» **ARTICLE**:

-*-*-

Jam making is pretty easy, especially if your first time is like mine--assisted by a gourmet chef. Alexis had asked me to help her conquer her plums, but she had a catering job the next day, so our jam project would be one of the many dishes prepared simultaneously in her itty-bitty kitchen. I had to do the hard part: go to the store and pick up the low-sugar pectin. Though I didn't then know what pectin was, I took notes and headed to the nearest Safeway.
In the pectin aisle, I spied a box of European chocolate mousse and considered buying that, too, as memories of Italian vacations flooded my mind. But no, this was Jam Night, so I put the chocolate mousse box down and headed to the checkout.
Upon entering Alexis' house, the smell of freshly chopped celery left me dazed. She was in the kitchen as I pushed open the door. On the dining room table reigned a gigantic baking tray covered with a lemon square that would later be sliced into hundreds of bite sizes. Another large, deep tray was filled with mushroom caps, each brimming with homemade stuffing. On an overturned plastic bin that created more counter space sat a giant black pot filled with pitted plums blended into a thick stew. It was then that the secret of jam making was revealed.

-*-*-

» **EXERCISE TASKS**:
1 – Write out the part of the jam-making story starting at "Jam making is" and ending at "to the checkout.".
2 – Answer these questions about the jam-making story:
(a) What did the narrator have to pick up at the store?
(b) What did the narrator consider buying in the pectin aisle?
(c) What sat on the overturned plastic bin?
3 – State whether each statement agrees with the jam-making story, answering yes or no and quoting the words that decide it:
(a) The narrator went to Safeway for the pectin.
(b) The narrator bought the chocolate mousse.
(c) The lemon square was on the dining room table.

» **Dataset rows**:
-*-*-

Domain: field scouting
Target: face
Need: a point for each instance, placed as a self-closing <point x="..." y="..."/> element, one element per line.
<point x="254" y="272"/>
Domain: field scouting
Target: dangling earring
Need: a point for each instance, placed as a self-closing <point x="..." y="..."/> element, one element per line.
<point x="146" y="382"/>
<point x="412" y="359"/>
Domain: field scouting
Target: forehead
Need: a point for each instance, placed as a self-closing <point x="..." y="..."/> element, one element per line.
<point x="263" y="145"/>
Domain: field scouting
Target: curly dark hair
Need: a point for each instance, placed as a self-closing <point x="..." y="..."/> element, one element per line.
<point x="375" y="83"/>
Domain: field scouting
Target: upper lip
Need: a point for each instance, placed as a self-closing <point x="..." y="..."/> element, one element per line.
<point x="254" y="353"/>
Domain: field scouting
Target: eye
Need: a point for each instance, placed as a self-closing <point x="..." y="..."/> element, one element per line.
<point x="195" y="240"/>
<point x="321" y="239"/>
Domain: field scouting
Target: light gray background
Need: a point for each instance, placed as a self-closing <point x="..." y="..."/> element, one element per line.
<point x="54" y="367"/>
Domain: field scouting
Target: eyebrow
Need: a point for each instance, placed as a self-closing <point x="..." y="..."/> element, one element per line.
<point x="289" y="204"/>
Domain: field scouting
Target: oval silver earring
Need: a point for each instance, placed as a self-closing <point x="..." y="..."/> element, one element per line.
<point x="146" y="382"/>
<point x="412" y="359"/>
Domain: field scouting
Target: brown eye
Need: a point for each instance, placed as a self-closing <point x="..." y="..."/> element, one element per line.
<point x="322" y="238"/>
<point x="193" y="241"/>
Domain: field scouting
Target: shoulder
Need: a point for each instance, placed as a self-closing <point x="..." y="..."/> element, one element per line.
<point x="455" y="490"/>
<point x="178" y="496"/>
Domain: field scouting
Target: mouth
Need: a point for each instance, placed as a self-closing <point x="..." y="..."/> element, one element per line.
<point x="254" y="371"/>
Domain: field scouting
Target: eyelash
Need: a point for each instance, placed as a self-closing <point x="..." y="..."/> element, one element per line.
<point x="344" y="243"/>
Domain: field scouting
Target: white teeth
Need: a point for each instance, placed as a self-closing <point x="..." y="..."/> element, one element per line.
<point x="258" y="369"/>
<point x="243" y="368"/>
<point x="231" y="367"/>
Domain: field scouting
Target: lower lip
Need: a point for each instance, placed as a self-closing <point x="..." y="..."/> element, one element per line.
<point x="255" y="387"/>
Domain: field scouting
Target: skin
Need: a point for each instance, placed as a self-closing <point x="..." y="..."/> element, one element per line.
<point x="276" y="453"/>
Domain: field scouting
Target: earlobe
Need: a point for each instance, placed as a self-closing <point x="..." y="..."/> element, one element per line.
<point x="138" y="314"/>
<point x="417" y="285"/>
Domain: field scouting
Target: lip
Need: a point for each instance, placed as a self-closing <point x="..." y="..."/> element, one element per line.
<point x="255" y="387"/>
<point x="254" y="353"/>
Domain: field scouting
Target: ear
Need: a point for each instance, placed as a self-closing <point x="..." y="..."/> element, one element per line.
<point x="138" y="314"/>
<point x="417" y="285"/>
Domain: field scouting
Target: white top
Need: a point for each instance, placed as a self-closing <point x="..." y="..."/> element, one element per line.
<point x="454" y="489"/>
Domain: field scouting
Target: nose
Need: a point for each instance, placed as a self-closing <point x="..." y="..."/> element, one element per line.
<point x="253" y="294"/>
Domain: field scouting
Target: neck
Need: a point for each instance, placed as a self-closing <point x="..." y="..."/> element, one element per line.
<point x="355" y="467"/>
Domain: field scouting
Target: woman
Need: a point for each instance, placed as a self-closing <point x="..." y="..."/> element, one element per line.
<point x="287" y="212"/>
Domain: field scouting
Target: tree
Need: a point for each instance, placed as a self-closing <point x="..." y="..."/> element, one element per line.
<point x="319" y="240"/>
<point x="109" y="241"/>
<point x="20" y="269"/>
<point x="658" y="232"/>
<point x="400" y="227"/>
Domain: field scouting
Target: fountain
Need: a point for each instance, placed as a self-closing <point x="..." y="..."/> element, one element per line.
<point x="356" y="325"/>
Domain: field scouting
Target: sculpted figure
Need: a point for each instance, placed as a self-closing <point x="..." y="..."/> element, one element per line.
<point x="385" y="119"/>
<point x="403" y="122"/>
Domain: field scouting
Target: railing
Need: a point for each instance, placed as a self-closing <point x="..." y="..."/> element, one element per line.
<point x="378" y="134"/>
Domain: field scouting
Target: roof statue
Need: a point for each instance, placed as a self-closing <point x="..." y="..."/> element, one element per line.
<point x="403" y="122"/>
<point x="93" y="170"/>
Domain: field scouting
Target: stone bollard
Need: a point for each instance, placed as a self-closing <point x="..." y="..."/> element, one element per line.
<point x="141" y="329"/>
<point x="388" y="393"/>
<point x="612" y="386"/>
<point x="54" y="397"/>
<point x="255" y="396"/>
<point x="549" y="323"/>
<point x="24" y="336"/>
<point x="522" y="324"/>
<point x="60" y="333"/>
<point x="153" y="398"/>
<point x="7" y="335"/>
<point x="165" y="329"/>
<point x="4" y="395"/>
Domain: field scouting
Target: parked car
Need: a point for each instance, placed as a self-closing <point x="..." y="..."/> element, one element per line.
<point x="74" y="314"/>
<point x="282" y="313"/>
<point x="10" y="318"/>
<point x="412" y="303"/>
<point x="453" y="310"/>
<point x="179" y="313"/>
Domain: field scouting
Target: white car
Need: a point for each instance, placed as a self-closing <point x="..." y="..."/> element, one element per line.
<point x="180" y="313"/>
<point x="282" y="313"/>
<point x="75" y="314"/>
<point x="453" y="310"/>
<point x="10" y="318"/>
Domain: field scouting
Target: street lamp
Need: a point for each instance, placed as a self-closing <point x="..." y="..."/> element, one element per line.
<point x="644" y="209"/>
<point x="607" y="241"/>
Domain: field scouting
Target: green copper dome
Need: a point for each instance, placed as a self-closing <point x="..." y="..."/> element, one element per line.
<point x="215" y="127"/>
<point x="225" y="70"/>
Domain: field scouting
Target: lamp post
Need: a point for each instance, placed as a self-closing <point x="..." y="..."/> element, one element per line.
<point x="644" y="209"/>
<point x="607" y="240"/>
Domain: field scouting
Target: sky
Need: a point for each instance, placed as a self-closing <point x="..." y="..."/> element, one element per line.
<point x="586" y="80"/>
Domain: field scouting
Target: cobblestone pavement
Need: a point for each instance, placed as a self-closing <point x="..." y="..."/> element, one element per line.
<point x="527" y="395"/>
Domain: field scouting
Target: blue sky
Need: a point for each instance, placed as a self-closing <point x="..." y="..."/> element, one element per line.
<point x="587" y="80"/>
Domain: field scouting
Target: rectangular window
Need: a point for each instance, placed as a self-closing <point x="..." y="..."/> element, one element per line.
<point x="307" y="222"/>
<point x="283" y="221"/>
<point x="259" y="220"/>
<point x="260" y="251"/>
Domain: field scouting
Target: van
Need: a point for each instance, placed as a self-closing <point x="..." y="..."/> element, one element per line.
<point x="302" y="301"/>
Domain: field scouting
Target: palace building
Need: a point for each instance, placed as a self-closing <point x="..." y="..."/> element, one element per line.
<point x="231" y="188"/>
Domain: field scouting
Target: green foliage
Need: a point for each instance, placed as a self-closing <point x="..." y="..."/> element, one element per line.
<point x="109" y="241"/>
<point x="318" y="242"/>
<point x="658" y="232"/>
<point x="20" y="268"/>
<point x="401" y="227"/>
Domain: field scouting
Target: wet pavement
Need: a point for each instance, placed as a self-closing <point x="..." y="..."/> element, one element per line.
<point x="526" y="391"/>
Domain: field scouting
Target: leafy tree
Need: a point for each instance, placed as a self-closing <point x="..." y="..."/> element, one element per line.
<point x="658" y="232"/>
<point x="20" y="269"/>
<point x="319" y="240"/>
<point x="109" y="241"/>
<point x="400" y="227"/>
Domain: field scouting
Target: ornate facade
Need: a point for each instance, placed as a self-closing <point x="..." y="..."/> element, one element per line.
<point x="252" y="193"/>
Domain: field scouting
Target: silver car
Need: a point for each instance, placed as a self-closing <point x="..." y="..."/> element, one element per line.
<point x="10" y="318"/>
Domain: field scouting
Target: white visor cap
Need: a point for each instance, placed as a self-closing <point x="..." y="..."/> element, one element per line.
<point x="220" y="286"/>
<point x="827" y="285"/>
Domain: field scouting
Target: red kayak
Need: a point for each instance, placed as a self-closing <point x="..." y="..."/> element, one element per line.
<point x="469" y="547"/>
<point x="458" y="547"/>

-*-*-

» **SOLVED PROBLEMS**:
1 –
Jam making is pretty easy, especially if your first time is like mine--assisted by a gourmet chef. Alexis had asked me to help her conquer her plums, but she had a catering job the next day, so our jam project would be one of the many dishes prepared simultaneously in her itty-bitty kitchen. I had to do the hard part: go to the store and pick up the low-sugar pectin. Though I didn't then know what pectin was, I took notes and headed to the nearest Safeway.
In the pectin aisle, I spied a box of European chocolate mousse and considered buying that, too, as memories of Italian vacations flooded my mind. But no, this was Jam Night, so I put the chocolate mousse box down and headed to the checkout.

2 –
(a) Low-sugar pectin.
(b) A box of European chocolate mousse.
(c) A giant black pot filled with pitted plums blended into a thick stew.

3 –
(a) Yes: "I took notes and headed to the nearest Safeway."
(b) No: "I put the chocolate mousse box down and headed to the checkout."
(c) Yes: "On the dining room table reigned a gigantic baking tray covered with a lemon square"